▶

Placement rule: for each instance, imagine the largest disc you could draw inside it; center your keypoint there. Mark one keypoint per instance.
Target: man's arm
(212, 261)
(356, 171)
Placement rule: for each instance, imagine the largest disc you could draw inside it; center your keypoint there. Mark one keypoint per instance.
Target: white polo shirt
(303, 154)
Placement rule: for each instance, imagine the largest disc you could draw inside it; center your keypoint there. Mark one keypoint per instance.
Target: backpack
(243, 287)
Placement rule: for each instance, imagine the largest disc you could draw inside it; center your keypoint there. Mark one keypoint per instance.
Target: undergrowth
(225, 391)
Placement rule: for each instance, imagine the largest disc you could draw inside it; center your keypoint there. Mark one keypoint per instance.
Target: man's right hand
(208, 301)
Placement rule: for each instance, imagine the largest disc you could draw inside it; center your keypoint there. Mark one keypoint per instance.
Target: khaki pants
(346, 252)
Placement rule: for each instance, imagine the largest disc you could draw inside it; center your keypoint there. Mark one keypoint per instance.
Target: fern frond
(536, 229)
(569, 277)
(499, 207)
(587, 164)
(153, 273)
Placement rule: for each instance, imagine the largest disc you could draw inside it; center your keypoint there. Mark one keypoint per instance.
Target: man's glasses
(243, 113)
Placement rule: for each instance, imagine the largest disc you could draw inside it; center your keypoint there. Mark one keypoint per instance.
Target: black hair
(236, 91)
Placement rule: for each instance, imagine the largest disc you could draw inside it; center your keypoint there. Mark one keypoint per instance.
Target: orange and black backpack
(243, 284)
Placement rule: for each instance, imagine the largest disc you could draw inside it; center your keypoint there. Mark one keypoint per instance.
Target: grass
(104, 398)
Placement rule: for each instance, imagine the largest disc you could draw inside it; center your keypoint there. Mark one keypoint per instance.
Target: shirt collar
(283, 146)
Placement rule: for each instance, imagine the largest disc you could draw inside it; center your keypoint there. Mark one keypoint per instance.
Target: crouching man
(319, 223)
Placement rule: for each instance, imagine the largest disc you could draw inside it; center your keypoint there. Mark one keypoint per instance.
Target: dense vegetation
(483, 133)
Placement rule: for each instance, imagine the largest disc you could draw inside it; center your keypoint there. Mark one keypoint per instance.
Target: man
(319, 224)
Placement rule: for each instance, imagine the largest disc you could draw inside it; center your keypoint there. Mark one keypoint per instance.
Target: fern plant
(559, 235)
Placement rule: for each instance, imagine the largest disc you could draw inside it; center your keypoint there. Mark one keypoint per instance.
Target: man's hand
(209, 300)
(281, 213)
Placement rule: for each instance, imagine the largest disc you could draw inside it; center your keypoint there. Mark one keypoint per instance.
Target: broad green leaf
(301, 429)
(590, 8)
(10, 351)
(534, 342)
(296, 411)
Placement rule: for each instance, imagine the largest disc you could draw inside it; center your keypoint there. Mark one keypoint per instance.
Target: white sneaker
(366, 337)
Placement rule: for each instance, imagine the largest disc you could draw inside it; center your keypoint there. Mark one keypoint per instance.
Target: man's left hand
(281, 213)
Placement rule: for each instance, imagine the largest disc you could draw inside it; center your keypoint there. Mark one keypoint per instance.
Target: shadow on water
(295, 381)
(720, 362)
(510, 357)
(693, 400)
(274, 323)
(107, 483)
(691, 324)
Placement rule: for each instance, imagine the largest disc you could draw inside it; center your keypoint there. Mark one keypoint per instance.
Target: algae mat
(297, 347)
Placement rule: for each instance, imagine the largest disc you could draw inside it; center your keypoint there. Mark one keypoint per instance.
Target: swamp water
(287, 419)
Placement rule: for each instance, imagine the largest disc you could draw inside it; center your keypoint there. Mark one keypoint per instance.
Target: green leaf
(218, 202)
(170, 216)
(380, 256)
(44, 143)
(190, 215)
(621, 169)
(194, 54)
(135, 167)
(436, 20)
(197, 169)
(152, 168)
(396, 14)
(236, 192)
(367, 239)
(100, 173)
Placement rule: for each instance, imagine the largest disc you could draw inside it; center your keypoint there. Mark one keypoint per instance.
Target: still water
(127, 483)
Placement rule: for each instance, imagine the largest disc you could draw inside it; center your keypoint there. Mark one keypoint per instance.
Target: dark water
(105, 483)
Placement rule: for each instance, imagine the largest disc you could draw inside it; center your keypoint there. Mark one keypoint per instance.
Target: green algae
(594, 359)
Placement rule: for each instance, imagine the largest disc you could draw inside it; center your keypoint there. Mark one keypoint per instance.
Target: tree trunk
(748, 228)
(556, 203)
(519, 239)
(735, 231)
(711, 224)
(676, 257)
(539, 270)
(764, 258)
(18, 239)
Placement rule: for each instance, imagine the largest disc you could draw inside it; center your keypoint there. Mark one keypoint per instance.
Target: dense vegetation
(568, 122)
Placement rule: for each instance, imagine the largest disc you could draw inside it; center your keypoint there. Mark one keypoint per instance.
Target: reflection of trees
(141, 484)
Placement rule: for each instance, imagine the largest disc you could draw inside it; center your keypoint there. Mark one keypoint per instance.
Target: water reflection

◀

* _Directions for this task_: Restate the records, all of them, precisely as written.

* _Solution for this exercise_:
Placement rule: for each instance, imagine the largest disc you could draw inside it; center your keypoint there. Mark one keypoint per instance.
Target: man's arm
(212, 261)
(356, 171)
Placement rule: for each instance, imagine the largest disc you could draw inside it; center your keypoint there. Mark one keypoint per instance.
Target: white polo shirt
(303, 154)
Placement rule: for each instance, imagine the largest disc you could draw inside it; center your keypoint there. Mark one keypoint per instance.
Target: backpack
(243, 287)
Placement rule: for each instance, imagine the largest disc you could draw inside it; center your keypoint there. Mark one keypoint per instance.
Target: undergrowth
(225, 391)
Placement rule: for each instance, imagine the largest disc you could draw inside it; center your keypoint there. Mark one keypoint per instance.
Target: man's right hand
(208, 301)
Placement rule: for each instance, imagine the largest disc you could draw inside it; center your keypoint there. Mark one keypoint per instance.
Target: khaki pants
(346, 252)
Placement rule: for each instance, imagine the largest disc you could draw inside it; center your keypoint there. Mark one keypoint per instance.
Target: fern frond
(536, 229)
(569, 277)
(499, 207)
(587, 164)
(153, 273)
Placement rule: for each instance, imagine the largest disc you could draw inside it; center your keypoint there. Mark one keypoint per instance.
Target: man's glasses
(243, 113)
Placement rule: for each instance, imagine the largest disc you could draw inside it; center your keypoint there. Mark one keypoint per instance.
Target: black hair
(236, 91)
Placement rule: for each instance, imagine the largest disc you could draw inside it; center your keypoint there. Mark one keypoint per instance.
Target: orange and black backpack
(243, 284)
Placement rule: for each instance, imagine the largest disc you could draw inside it; center your keypoint there. Mark one keypoint per instance.
Target: grass
(104, 398)
Placement rule: for each instance, imagine the largest disc you could draw inside it; center your keypoint there. Mark one keypoint per instance.
Target: shirt collar
(283, 146)
Placement rule: for each instance, imagine the largest disc you could draw inside it; center your keypoint there. Mark one keypoint per instance.
Target: crouching man
(319, 223)
Placement rule: for each instance, imagine the largest disc you could draw inside it; center your keypoint there. Mark one keypoint per instance.
Target: dense vegetation
(483, 133)
Placement rule: for each instance, imagine the largest disc you could draw inside it; center your keypoint there. Mark one keypoint per instance.
Target: man
(319, 224)
Placement rule: for each instance, imagine the largest disc you could draw inside it; center your keypoint there. Mark one keypoint per instance.
Target: fern plant
(559, 235)
Placement rule: for each instance, imagine the largest disc you could draw inside it; center your keypoint there. Mark one keypoint per instance.
Target: man's hand
(209, 300)
(281, 213)
Placement rule: for each instance, imagine the largest disc you could draw inside it; center your keypoint there. Mark one keypoint per instance.
Target: broad green leaf
(301, 429)
(590, 8)
(10, 351)
(534, 342)
(296, 411)
Placement rule: for each instance, imagine the largest disc you could draw inside it; center your keypoint there. Mark one keypoint per instance.
Target: white sneaker
(366, 337)
Placement rule: for each instance, imagine the largest disc you could draw inside it; center your keypoint there. Mark one keypoint per instance.
Target: man's left hand
(281, 213)
Placement rule: for each instance, imagine the largest disc you could draw inside it; center your keypoint there. Mark one keypoint per instance.
Target: shadow on water
(295, 381)
(720, 362)
(510, 357)
(693, 400)
(274, 323)
(107, 483)
(691, 324)
Placement rule: for each instance, imagine the largest disc you could draw inside it; center your keypoint there. Mark one keypoint per instance.
Target: algae mat
(297, 347)
Placement rule: for each instance, imagine the largest disc you could draw inside it; center your keypoint there. Mark one keypoint per instance.
Target: swamp water
(287, 419)
Placement rule: for each instance, imagine the largest disc you could draw inside it; center your keypoint there. Mark one keypoint per instance.
Target: green leaf
(218, 202)
(170, 216)
(380, 256)
(44, 143)
(190, 215)
(621, 169)
(194, 54)
(135, 167)
(436, 20)
(197, 169)
(152, 168)
(396, 14)
(236, 192)
(367, 239)
(100, 173)
Placement rule: for each instance, imagine the largest disc you could draw inside it; center your keypoint there. Mark one keypoint per instance.
Target: still water
(127, 483)
Placement rule: for each instance, imagine the largest disc you could draw inside it; center your keypoint there. Mark one keypoint per instance.
Target: dark water
(105, 483)
Placement rule: for each instance, imagine the largest disc you could draw inside it; center your keypoint there. Mark one keypoint per instance.
Target: green algae
(594, 359)
Placement rule: for each instance, imagine the largest disc you could draw inside it; center your keypoint there. Mark one keypoint per instance.
Target: tree trunk
(748, 228)
(556, 203)
(519, 239)
(735, 231)
(711, 224)
(676, 257)
(539, 270)
(764, 258)
(18, 239)
Placement rule: for each instance, imagine the largest disc you could draw inside it; center your keypoint there. Mark one keypoint per instance.
Target: dense vegetation
(568, 122)
Placement rule: for each instance, imagine the largest disc you could draw inside it; center your keypoint there. Mark one keypoint per instance.
Target: reflection of trees
(141, 484)
Placement rule: for each instance, imagine the largest disc you could draw inside it; center your keypoint there. Mark one keypoint per instance.
Target: water reflection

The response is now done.